What you should do — Repeat each entry exactly, but do not carry over the pictures.

Source records
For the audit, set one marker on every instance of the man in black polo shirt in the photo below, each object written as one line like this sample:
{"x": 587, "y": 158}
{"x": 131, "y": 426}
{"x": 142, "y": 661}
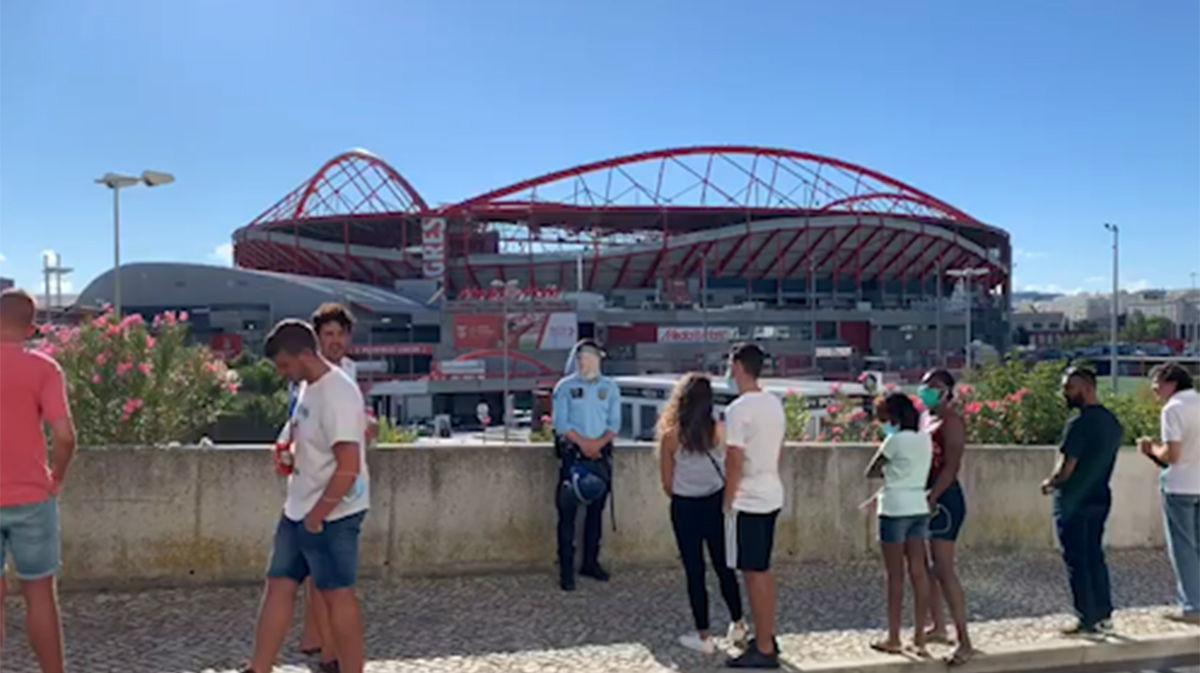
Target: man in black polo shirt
{"x": 1083, "y": 499}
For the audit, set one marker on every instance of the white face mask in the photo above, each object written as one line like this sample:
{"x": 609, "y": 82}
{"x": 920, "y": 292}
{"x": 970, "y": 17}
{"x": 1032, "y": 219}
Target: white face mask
{"x": 589, "y": 366}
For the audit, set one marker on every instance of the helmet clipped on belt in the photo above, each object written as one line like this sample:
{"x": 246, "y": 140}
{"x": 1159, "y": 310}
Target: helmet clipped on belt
{"x": 586, "y": 485}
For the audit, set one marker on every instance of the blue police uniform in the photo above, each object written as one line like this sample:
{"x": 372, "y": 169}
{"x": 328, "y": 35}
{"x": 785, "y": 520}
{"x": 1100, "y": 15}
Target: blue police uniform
{"x": 591, "y": 408}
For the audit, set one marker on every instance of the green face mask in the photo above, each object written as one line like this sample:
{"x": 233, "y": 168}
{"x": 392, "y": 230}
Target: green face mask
{"x": 930, "y": 397}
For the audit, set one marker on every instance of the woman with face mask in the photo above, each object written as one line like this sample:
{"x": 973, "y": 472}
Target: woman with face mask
{"x": 903, "y": 462}
{"x": 945, "y": 426}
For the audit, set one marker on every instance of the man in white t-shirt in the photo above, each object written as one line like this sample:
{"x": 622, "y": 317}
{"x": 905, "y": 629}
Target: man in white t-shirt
{"x": 334, "y": 325}
{"x": 755, "y": 427}
{"x": 1179, "y": 455}
{"x": 327, "y": 500}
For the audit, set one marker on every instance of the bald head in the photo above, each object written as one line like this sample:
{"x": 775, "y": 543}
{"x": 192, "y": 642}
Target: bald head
{"x": 17, "y": 311}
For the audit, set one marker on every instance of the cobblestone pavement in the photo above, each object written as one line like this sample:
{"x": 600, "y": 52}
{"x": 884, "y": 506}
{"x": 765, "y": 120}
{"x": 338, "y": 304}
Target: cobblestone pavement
{"x": 522, "y": 623}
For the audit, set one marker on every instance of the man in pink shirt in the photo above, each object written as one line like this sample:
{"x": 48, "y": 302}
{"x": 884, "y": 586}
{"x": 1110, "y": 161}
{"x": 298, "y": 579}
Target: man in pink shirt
{"x": 31, "y": 394}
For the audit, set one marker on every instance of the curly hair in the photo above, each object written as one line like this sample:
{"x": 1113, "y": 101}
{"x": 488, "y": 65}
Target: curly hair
{"x": 688, "y": 415}
{"x": 333, "y": 312}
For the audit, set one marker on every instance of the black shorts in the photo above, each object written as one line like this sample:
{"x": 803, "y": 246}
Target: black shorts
{"x": 754, "y": 540}
{"x": 952, "y": 511}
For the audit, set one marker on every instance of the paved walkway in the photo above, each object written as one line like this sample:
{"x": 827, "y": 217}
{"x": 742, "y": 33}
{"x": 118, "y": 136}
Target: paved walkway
{"x": 521, "y": 623}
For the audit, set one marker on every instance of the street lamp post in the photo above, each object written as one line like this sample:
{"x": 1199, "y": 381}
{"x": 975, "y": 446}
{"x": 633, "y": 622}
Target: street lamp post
{"x": 966, "y": 275}
{"x": 115, "y": 182}
{"x": 1115, "y": 308}
{"x": 505, "y": 288}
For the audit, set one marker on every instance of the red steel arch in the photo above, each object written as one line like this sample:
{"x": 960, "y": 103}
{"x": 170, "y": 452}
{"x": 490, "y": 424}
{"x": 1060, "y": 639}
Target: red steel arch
{"x": 354, "y": 182}
{"x": 750, "y": 178}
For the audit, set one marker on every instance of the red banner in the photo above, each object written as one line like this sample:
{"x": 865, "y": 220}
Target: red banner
{"x": 226, "y": 346}
{"x": 527, "y": 331}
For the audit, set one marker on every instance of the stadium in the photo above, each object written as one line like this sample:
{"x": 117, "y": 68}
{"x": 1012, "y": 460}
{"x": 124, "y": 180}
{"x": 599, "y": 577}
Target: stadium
{"x": 664, "y": 256}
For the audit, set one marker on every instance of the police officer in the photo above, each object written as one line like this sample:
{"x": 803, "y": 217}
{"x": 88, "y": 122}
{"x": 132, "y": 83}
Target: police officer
{"x": 587, "y": 418}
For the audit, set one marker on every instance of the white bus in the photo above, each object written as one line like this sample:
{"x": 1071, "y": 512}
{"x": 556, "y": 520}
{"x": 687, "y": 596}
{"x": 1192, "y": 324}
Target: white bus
{"x": 643, "y": 396}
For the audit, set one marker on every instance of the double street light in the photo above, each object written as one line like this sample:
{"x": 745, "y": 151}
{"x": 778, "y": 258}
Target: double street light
{"x": 117, "y": 181}
{"x": 1113, "y": 324}
{"x": 966, "y": 275}
{"x": 507, "y": 289}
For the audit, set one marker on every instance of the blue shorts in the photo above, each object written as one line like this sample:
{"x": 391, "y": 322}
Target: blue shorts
{"x": 30, "y": 533}
{"x": 899, "y": 529}
{"x": 331, "y": 556}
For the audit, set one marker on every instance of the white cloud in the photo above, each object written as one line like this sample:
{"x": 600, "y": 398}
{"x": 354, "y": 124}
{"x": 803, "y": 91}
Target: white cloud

Final answer —
For the audit, set one marker on every instance of the man in black polo shirt in the photo below, each object written as one line like this sample:
{"x": 587, "y": 158}
{"x": 131, "y": 426}
{"x": 142, "y": 661}
Target: man in black polo shirt
{"x": 1083, "y": 499}
For the audit, set one marker on every instance of the white face mask in the photo above, each object written as one line like this sample:
{"x": 609, "y": 82}
{"x": 920, "y": 292}
{"x": 970, "y": 17}
{"x": 1032, "y": 219}
Target: white face mask
{"x": 589, "y": 366}
For the audit, set one marker on every instance of the helmet clipped on belt in the photo above, each object written as one line like this sample:
{"x": 246, "y": 140}
{"x": 1159, "y": 310}
Target: helmet clipped on belt
{"x": 586, "y": 485}
For the audit, set one marker on every instance of the blue police uniform in the photo above, each object written as one line like this sample:
{"x": 372, "y": 169}
{"x": 328, "y": 35}
{"x": 785, "y": 520}
{"x": 1100, "y": 15}
Target: blue police uniform
{"x": 591, "y": 408}
For the audit, set one marker on every instance of the green face mask in the photo above, each object written as one line like this sample:
{"x": 233, "y": 168}
{"x": 392, "y": 230}
Target: green face mask
{"x": 930, "y": 397}
For the audit, set one marker on every instance of the woman with face mask in the photo above, each object written as one line like this sample:
{"x": 973, "y": 472}
Target: woman with face mask
{"x": 903, "y": 462}
{"x": 945, "y": 426}
For the audit, set one marker on every instance of the man in white t-shirt in the photo above, each object written as one line like this sample:
{"x": 622, "y": 317}
{"x": 905, "y": 629}
Target: man in white t-shirt
{"x": 334, "y": 325}
{"x": 755, "y": 427}
{"x": 1179, "y": 455}
{"x": 327, "y": 500}
For the audit, set one marker on every instance of the bald head in the photo above, each object written as one line like this sample:
{"x": 775, "y": 543}
{"x": 192, "y": 642}
Target: bald head
{"x": 17, "y": 311}
For the audit, set one marker on every instance of the cobblestone pavement in the photo above, each object written as one line like this sample:
{"x": 600, "y": 52}
{"x": 884, "y": 506}
{"x": 765, "y": 120}
{"x": 338, "y": 304}
Target: cobblestone pavement
{"x": 522, "y": 623}
For the audit, set one marker on every instance of the man in pink shirt in the photo above, each object written as one line like this sample:
{"x": 48, "y": 302}
{"x": 884, "y": 586}
{"x": 1110, "y": 161}
{"x": 298, "y": 579}
Target: man in pink shirt
{"x": 31, "y": 394}
For the audit, set one marker on every instance of the curly hair in the photo above, each object written as one line like this sample:
{"x": 1113, "y": 101}
{"x": 488, "y": 65}
Target: curly hair
{"x": 688, "y": 415}
{"x": 333, "y": 312}
For the audit, set one marker on every instance of the black shorts in the photo above, each object written as one line like this sample:
{"x": 803, "y": 246}
Target: black shorts
{"x": 754, "y": 540}
{"x": 952, "y": 511}
For the audit, set one marker on every instance of the paved walkway in the photo above, each object written as one line like this sample:
{"x": 827, "y": 217}
{"x": 742, "y": 33}
{"x": 118, "y": 136}
Target: paved walkway
{"x": 521, "y": 623}
For the audit, set one marker on every instance of the street lamp post in the photo above, each object written as one line like this sample:
{"x": 1199, "y": 381}
{"x": 975, "y": 446}
{"x": 633, "y": 622}
Target: street lamp post
{"x": 966, "y": 275}
{"x": 115, "y": 182}
{"x": 1115, "y": 308}
{"x": 505, "y": 288}
For the audit, set one marker on every instance of the red steel arch in the photo above, each object written as one line like this sample:
{"x": 960, "y": 103}
{"x": 170, "y": 452}
{"x": 490, "y": 424}
{"x": 1060, "y": 639}
Target: red steel arch
{"x": 354, "y": 182}
{"x": 750, "y": 178}
For the audit, set one marker on every instance of the red banner in the photo above, each object written as one line like this sample:
{"x": 865, "y": 220}
Target: red banner
{"x": 226, "y": 346}
{"x": 527, "y": 331}
For the audit, set one marker on every instance of the stadium in the photo above, each object written as one line like this sample:
{"x": 117, "y": 68}
{"x": 1012, "y": 460}
{"x": 124, "y": 180}
{"x": 599, "y": 577}
Target: stadium
{"x": 664, "y": 256}
For the audit, set one marker on every instance of the police officer in the photo above, each object written as one line like this sample:
{"x": 803, "y": 217}
{"x": 88, "y": 122}
{"x": 132, "y": 83}
Target: police officer
{"x": 587, "y": 418}
For the audit, set one marker on every instance of the white bus in the photo above, each object written as one line like this sample:
{"x": 1071, "y": 512}
{"x": 556, "y": 520}
{"x": 687, "y": 596}
{"x": 1192, "y": 324}
Target: white bus
{"x": 643, "y": 396}
For the audit, set one marker on every instance of the double street light in the photo above, each object written as one line like this sample:
{"x": 745, "y": 151}
{"x": 778, "y": 258}
Target: double street light
{"x": 117, "y": 181}
{"x": 1113, "y": 324}
{"x": 966, "y": 275}
{"x": 507, "y": 289}
For the audit, set one marker on every instance of the blue shorts in the photo above, each object written as one line like this sample:
{"x": 391, "y": 322}
Target: blue shorts
{"x": 30, "y": 533}
{"x": 899, "y": 529}
{"x": 331, "y": 556}
For the audit, set one marker on every instance of the white cloud in the photo above, each object written as one line like this sample:
{"x": 600, "y": 398}
{"x": 354, "y": 124}
{"x": 803, "y": 91}
Target: white cloud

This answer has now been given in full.